Instruções das tarefas:
A: Segundo o trecho fornecido, em que hotel se esperou pela hora da entrevista?
B: Imprima sem nenhuma alteração a parte do trecho fornecido que começa em "Chambinho: de Jaicós" e termina em "iniciamos a conversa.".

Trecho fornecido:
◆ ◆ ◆ ◆ ◆
Chambinho: de Jaicós para o mundo



Eu estava mais nervosa que o entrevistado. Ansiosa para conhecê-lo, com as mãos geladas, pois não é todo dia que nos deparamos com histórias tão interessantes. Ao chegar à recepção do Hotel Hollyday fiquei aguardando a hora da entrevista, avisei a produtora Daniella que já havia chegado, instantes depois ouço uma voz suave dizendo: você é a Lívia? Levanto o olhar vejo aquele homem alto, com uma camisa branca rendada, calça jeans e dois chapéus de coro na mão tipicamente nordestino, seu perfume agradável começa a tomar conta do ambiente. Um sorriso tímido me cumprimenta, sentamos no sofá e iniciamos a conversa.  

Nivaldo Expedito de Carvalho (Chimbinho do acordeon)
◆ ◆ ◆ ◆ ◆
Dados fornecidos:

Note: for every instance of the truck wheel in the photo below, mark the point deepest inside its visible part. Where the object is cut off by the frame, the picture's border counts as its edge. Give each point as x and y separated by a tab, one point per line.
◆ ◆ ◆ ◆ ◆
Respostas em ordem:
A: Na recepção do Hotel Hollyday.

B:
Chambinho: de Jaicós para o mundo



Eu estava mais nervosa que o entrevistado. Ansiosa para conhecê-lo, com as mãos geladas, pois não é todo dia que nos deparamos com histórias tão interessantes. Ao chegar à recepção do Hotel Hollyday fiquei aguardando a hora da entrevista, avisei a produtora Daniella que já havia chegado, instantes depois ouço uma voz suave dizendo: você é a Lívia? Levanto o olhar vejo aquele homem alto, com uma camisa branca rendada, calça jeans e dois chapéus de coro na mão tipicamente nordestino, seu perfume agradável começa a tomar conta do ambiente. Um sorriso tímido me cumprimenta, sentamos no sofá e iniciamos a conversa.